→ PROBLÈMES À RÉSOUDRE
• a. Recopiez mot pour mot le passage de l'article sur le PLF pour 2024 qui commence par "Après l’examen de" et se poursuit jusqu'à "info de vendredi).".
• b. Répondez aux questions suivantes d'après l'article sur le PLF pour 2024 :
(i) Quel article de la Constitution le gouvernement pourrait-il utiliser plus vite que prévu ?
(ii) Combien d'amendements la commission des finances a-t-elle examinés avant de rejeter la première partie du texte ?
(iii) Quel article de la Constitution est cité à propos de la discussion en séance des projets de loi de finances ?

→ EXTRAIT DU DOCUMENT
# # #

Maire-info
Le quotidien d’information des élus locaux
Édition du lundi 16 octobre 2023
Budget

Le PLF pour 2024 rejeté par la commission des finances

La commission des finances de l'Assemblée nationale a rejeté, dans la nuit de vendredi à samedi, la partie Recettes du projet de loi de finances pour 2024, ce qui pourrait amener le gouvernement à dégainer plus vite que prévu l'article 49-3. Plusieurs associations ont malgré tout souhaité que le gouvernement entende les oppositions notamment sur les questions de logement. 

Par Franck Lemarc

Après l’examen de presque 3 000 amendements, la commission des finances a finalement rejeté, vendredi soir, la première partie du projet de loi de finances (PLF) pour 2024. Au cours de l’examen, la majorité avait déjà essuyé plusieurs revers avec notamment le rejet du « recentrage »  du PTZ (prêt à taux zéro) sur les zones tendues et l’habitait neuf collectif, estimant qu’il s’agissait d’un « abandon des territoires ruraux »  ; ainsi que sur le fiscalité des meublés touristiques (type AirBnB) (lire Maire info de vendredi). 

Il faut toutefois rappeler que pour les textes financiers, les règles ne sont pas les mêmes que pour les autres projets ou propositions de loi : le rejet du texte par la commission des finances n’empêchera pas le texte d’être présenté, à partir de demain, en séance publique. Même s’il avait été adopté par la commission des finances, il aurait été présenté en séance dans sa version initiale : comme le précise l’article 42 de la Constitution, « la discussion en séance des projets de loi de finances (…) porte sur le texte présenté par le gouvernement ».

# # #

→ DONNÉES BRUTES
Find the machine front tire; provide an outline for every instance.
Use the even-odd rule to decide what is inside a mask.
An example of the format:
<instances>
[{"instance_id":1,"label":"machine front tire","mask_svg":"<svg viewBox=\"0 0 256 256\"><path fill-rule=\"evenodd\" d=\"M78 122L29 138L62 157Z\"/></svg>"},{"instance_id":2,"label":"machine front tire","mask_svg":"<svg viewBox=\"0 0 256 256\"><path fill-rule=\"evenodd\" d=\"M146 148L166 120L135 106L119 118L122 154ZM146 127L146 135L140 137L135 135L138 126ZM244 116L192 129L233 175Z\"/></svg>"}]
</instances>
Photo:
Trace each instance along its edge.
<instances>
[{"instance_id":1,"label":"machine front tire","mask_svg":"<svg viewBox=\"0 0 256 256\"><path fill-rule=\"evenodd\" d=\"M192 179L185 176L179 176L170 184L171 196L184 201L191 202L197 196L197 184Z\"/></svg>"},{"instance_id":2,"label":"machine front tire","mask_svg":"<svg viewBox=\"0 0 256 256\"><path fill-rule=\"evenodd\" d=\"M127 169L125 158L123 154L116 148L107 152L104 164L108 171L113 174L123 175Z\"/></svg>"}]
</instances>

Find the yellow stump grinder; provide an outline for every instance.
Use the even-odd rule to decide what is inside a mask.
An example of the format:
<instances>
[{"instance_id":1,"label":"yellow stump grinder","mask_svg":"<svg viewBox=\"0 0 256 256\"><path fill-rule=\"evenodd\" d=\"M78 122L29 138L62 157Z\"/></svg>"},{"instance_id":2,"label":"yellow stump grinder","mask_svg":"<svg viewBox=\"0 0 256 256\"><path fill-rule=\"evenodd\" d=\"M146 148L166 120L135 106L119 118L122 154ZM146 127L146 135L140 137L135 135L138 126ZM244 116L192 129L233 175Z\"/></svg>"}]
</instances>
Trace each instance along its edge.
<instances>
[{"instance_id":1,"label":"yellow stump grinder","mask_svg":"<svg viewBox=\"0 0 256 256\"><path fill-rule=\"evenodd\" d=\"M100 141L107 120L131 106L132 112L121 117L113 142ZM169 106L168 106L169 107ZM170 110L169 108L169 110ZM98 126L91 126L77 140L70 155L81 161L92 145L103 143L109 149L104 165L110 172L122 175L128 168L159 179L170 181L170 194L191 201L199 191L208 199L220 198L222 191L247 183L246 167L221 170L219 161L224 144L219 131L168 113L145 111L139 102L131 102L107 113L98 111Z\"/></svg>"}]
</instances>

# # #

→ SOLUTIONS PAR EXERCICE
• a.
Après l’examen de presque 3 000 amendements, la commission des finances a finalement rejeté, vendredi soir, la première partie du projet de loi de finances (PLF) pour 2024. Au cours de l’examen, la majorité avait déjà essuyé plusieurs revers avec notamment le rejet du « recentrage »  du PTZ (prêt à taux zéro) sur les zones tendues et l’habitait neuf collectif, estimant qu’il s’agissait d’un « abandon des territoires ruraux »  ; ainsi que sur le fiscalité des meublés touristiques (type AirBnB) (lire Maire info de vendredi).

• b.
(i) L'article 49-3.
(ii) Presque 3 000 amendements.
(iii) L'article 42.